::: Provided data

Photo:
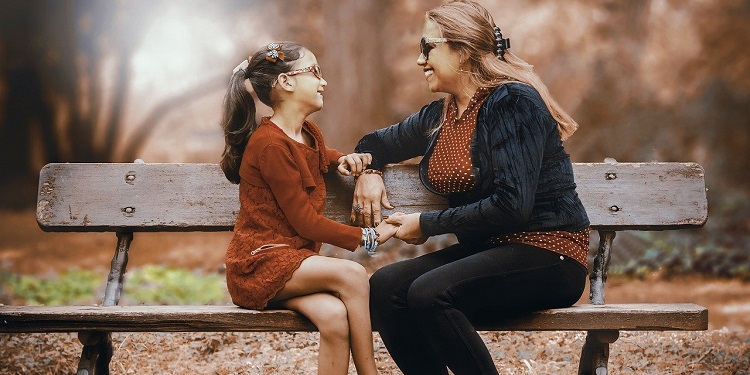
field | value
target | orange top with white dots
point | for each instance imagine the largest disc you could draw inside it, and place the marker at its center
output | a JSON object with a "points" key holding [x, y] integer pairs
{"points": [[449, 171], [449, 168], [571, 244]]}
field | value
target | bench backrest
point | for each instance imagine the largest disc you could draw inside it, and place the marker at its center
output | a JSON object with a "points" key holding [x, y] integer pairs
{"points": [[133, 197]]}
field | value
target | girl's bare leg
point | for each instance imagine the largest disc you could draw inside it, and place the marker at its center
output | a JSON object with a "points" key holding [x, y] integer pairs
{"points": [[328, 313], [349, 282]]}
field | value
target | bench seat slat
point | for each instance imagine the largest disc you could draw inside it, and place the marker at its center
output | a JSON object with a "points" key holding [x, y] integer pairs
{"points": [[220, 318], [90, 197]]}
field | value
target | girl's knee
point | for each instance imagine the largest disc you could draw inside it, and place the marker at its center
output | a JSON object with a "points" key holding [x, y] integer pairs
{"points": [[354, 277], [333, 320]]}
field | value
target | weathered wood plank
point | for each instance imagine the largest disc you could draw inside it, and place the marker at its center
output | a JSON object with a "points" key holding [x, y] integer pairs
{"points": [[18, 319], [196, 197]]}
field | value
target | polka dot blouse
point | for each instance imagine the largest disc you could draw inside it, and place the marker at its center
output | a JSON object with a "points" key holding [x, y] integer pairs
{"points": [[449, 171], [571, 244], [449, 168]]}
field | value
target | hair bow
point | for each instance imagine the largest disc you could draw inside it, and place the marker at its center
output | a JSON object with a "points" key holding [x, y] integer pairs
{"points": [[274, 52]]}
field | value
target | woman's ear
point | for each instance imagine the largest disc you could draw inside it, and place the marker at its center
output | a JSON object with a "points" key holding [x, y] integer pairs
{"points": [[286, 82]]}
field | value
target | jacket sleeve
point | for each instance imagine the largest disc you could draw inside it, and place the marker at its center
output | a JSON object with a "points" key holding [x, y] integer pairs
{"points": [[283, 176], [333, 155], [517, 130], [404, 140]]}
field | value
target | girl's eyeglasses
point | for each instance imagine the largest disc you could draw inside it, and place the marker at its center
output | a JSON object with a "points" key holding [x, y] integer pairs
{"points": [[314, 69], [425, 45]]}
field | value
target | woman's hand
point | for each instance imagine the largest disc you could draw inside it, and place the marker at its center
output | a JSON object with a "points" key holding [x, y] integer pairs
{"points": [[408, 230], [353, 164], [369, 195], [385, 231]]}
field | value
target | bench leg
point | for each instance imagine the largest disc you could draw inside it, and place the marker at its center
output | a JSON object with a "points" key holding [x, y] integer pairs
{"points": [[97, 352], [595, 352]]}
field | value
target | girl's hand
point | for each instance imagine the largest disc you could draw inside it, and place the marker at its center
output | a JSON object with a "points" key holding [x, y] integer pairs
{"points": [[369, 195], [408, 230], [353, 164]]}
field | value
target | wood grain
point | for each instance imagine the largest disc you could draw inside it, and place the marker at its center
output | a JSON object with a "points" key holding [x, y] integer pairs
{"points": [[206, 318], [90, 197]]}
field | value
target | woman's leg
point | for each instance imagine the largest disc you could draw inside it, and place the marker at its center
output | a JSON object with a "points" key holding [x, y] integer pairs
{"points": [[348, 281], [492, 283], [391, 316]]}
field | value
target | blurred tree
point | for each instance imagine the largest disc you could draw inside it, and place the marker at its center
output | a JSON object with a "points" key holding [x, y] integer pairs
{"points": [[68, 76]]}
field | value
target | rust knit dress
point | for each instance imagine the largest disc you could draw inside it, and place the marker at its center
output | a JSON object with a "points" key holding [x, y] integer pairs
{"points": [[281, 220]]}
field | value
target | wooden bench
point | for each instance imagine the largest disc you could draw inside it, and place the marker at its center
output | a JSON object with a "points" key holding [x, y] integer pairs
{"points": [[125, 198]]}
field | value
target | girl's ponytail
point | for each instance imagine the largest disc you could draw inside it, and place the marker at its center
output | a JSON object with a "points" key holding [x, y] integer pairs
{"points": [[238, 122], [238, 118]]}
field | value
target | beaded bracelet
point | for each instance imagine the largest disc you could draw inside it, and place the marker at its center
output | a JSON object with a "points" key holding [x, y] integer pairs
{"points": [[370, 240], [373, 171]]}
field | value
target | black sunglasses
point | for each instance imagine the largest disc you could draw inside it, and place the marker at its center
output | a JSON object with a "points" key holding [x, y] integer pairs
{"points": [[425, 45]]}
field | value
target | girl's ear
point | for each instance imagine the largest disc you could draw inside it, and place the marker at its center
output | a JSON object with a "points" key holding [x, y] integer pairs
{"points": [[286, 82]]}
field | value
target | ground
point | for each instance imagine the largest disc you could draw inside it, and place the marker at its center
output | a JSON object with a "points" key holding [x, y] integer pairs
{"points": [[723, 349]]}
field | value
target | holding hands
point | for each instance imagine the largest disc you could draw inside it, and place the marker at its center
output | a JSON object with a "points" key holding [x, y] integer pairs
{"points": [[408, 230]]}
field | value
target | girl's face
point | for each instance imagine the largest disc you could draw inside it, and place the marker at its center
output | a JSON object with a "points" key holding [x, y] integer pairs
{"points": [[441, 66], [308, 82]]}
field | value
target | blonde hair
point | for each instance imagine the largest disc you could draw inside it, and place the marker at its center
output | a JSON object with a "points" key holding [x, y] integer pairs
{"points": [[469, 28]]}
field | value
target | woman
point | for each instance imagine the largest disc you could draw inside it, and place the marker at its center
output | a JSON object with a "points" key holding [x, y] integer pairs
{"points": [[493, 146], [272, 260]]}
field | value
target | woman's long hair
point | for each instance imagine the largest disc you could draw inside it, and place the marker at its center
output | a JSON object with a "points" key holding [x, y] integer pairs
{"points": [[238, 117], [469, 28]]}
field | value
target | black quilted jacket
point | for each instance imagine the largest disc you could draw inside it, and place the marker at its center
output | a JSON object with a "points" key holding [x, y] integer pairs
{"points": [[524, 177]]}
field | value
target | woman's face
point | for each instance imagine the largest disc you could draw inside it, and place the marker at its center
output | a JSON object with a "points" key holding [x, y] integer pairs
{"points": [[441, 67]]}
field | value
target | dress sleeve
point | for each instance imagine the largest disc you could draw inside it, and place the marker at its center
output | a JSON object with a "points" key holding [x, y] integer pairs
{"points": [[283, 176], [515, 145]]}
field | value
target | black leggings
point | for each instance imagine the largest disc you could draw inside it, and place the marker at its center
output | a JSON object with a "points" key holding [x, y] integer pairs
{"points": [[424, 307]]}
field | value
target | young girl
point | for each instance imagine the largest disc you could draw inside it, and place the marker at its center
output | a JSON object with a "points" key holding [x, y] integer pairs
{"points": [[273, 260]]}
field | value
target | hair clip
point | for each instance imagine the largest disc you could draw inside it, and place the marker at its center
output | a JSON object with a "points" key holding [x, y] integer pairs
{"points": [[500, 44], [241, 66], [274, 52]]}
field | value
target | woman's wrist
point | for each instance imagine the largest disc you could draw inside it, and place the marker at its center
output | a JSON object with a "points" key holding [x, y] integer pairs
{"points": [[371, 171], [370, 238]]}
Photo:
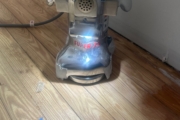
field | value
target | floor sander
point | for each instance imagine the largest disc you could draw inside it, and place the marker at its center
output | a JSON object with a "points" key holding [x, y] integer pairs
{"points": [[87, 56]]}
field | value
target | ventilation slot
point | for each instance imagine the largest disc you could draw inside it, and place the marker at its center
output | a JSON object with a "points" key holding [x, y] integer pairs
{"points": [[85, 6]]}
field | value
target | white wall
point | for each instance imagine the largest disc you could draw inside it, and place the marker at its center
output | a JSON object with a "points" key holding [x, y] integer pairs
{"points": [[154, 25]]}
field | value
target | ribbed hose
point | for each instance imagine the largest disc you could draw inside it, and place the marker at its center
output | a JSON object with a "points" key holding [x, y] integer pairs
{"points": [[29, 25]]}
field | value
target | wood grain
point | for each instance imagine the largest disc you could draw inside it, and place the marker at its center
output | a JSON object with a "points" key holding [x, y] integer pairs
{"points": [[24, 68], [76, 96], [3, 113], [136, 89], [19, 104]]}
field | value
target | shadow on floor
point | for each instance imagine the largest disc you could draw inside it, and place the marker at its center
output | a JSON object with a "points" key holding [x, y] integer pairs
{"points": [[114, 75]]}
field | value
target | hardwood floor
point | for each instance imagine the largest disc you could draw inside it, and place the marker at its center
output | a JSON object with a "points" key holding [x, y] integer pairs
{"points": [[141, 87]]}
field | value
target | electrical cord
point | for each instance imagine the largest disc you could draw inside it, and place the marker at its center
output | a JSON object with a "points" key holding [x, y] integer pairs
{"points": [[32, 24]]}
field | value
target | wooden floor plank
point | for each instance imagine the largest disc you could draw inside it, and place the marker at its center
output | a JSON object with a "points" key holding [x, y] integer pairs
{"points": [[3, 113], [136, 90], [81, 103], [56, 53], [49, 101], [41, 3], [140, 98], [150, 83], [14, 95], [33, 12]]}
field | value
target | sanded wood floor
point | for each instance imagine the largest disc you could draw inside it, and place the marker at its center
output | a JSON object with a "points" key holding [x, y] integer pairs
{"points": [[141, 87]]}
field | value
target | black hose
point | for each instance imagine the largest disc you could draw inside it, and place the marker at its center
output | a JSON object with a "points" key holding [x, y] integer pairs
{"points": [[29, 25]]}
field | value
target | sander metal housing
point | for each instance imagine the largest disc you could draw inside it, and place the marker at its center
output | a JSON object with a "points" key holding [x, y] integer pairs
{"points": [[87, 56]]}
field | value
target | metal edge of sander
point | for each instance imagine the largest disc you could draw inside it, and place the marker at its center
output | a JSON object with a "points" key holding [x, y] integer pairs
{"points": [[87, 79]]}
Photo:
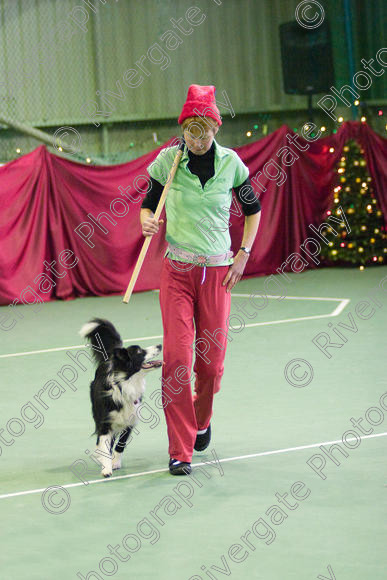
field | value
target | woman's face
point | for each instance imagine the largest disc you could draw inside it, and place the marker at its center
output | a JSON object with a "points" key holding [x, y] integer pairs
{"points": [[198, 139]]}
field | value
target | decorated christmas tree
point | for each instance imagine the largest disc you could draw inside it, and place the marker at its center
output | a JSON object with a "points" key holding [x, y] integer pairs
{"points": [[366, 242]]}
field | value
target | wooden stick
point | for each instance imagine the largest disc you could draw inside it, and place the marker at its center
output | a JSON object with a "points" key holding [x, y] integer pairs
{"points": [[158, 211]]}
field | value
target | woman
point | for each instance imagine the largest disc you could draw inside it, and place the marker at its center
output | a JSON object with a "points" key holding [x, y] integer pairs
{"points": [[198, 269]]}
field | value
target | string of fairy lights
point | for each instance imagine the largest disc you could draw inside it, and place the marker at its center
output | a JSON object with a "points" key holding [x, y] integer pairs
{"points": [[364, 186]]}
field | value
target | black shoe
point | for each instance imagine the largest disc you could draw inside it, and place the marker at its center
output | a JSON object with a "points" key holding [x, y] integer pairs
{"points": [[177, 467], [203, 441]]}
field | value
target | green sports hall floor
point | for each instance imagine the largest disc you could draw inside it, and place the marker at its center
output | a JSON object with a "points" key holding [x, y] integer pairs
{"points": [[264, 432]]}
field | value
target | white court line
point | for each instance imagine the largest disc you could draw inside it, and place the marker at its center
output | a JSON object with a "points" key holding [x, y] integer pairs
{"points": [[227, 459], [336, 312], [293, 297]]}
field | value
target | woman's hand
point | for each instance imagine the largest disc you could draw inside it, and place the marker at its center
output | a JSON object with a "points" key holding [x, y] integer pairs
{"points": [[150, 226], [235, 271]]}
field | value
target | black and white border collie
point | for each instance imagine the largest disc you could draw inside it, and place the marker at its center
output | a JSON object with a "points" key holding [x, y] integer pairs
{"points": [[117, 388]]}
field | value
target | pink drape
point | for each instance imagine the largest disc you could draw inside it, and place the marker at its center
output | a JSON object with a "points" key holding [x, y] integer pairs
{"points": [[45, 199]]}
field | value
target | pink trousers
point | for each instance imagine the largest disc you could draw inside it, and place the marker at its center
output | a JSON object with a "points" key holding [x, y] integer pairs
{"points": [[195, 308]]}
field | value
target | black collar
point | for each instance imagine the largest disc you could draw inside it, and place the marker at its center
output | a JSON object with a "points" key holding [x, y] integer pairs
{"points": [[207, 155]]}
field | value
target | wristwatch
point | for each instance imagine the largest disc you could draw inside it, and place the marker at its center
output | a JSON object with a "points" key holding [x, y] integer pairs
{"points": [[246, 249]]}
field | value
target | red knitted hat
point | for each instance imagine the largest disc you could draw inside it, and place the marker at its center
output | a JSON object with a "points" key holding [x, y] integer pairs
{"points": [[200, 103]]}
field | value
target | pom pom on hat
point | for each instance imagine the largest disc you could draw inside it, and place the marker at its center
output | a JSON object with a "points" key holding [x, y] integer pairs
{"points": [[200, 102]]}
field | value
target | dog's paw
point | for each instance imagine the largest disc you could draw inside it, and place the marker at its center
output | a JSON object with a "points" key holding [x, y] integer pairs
{"points": [[107, 471], [117, 460]]}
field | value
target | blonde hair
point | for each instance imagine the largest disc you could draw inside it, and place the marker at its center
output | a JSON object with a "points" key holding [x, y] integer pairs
{"points": [[195, 125]]}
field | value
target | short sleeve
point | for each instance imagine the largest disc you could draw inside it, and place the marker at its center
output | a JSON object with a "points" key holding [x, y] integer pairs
{"points": [[160, 167], [241, 172]]}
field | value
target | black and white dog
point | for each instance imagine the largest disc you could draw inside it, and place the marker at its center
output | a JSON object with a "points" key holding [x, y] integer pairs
{"points": [[117, 388]]}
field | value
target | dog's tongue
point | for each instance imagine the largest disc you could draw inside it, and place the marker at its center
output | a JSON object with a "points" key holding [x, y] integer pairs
{"points": [[152, 364]]}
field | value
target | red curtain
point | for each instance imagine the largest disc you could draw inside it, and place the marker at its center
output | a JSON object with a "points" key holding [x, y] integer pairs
{"points": [[52, 246]]}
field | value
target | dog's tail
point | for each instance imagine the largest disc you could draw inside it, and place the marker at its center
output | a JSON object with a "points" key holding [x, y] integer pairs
{"points": [[103, 337]]}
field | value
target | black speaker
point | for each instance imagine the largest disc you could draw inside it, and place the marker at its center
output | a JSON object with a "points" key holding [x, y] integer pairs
{"points": [[307, 63]]}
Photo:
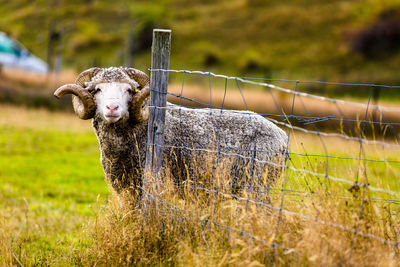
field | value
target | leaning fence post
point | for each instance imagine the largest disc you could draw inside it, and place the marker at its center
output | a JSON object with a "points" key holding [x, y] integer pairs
{"points": [[158, 98]]}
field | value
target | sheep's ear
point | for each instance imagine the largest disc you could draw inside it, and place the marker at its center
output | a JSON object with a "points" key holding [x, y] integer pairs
{"points": [[82, 101], [86, 76], [139, 76]]}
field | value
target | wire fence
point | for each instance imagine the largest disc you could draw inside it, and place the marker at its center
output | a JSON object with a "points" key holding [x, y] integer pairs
{"points": [[349, 154]]}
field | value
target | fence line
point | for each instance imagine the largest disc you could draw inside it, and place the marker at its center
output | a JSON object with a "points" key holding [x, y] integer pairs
{"points": [[343, 136], [250, 156], [285, 90]]}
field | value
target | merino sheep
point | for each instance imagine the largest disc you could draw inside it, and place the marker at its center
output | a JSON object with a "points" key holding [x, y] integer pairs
{"points": [[116, 99]]}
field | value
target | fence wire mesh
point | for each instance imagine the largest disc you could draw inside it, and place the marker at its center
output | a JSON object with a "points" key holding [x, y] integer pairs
{"points": [[342, 150]]}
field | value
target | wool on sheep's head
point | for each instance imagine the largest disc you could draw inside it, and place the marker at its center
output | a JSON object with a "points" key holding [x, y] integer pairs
{"points": [[111, 94]]}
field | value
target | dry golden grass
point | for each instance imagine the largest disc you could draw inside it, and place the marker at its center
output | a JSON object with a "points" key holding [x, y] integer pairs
{"points": [[193, 227]]}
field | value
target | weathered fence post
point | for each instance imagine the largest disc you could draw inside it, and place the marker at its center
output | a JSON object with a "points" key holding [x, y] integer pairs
{"points": [[158, 99]]}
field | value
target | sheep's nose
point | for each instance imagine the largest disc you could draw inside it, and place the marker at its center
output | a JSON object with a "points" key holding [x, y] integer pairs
{"points": [[112, 107]]}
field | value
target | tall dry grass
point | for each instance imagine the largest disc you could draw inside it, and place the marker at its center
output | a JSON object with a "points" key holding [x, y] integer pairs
{"points": [[197, 223]]}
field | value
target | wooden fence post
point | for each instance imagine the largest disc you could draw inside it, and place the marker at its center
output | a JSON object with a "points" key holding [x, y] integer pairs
{"points": [[158, 99]]}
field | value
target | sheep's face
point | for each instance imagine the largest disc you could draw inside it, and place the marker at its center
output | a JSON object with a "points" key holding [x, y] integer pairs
{"points": [[113, 100]]}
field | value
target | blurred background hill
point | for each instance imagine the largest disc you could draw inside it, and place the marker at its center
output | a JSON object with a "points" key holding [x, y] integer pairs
{"points": [[296, 39]]}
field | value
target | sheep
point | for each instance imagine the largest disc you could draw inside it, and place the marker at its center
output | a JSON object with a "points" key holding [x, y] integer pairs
{"points": [[116, 101]]}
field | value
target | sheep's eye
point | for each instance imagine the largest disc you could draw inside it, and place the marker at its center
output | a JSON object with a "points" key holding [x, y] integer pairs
{"points": [[96, 90], [132, 91]]}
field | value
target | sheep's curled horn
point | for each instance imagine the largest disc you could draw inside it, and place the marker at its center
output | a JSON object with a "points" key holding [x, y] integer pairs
{"points": [[83, 101]]}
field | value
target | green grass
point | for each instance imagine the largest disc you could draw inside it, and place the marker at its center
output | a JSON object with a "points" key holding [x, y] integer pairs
{"points": [[50, 180]]}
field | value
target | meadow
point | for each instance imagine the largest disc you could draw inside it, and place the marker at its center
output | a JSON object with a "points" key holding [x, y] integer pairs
{"points": [[56, 209]]}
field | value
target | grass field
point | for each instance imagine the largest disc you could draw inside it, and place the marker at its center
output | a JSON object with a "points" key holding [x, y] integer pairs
{"points": [[56, 208]]}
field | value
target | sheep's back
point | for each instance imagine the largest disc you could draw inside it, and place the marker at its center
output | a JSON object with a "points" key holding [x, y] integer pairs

::::::

* **Stated goal**:
Which lines in the material above contain the word "sheep"? Pull out each of them in full.

* **Finished exercise**:
target | sheep's ear
target | merino sheep
target | wool on sheep's head
target | sheep's nose
target | sheep's face
target | sheep
target | sheep's eye
target | sheep's curled horn
target | sheep's back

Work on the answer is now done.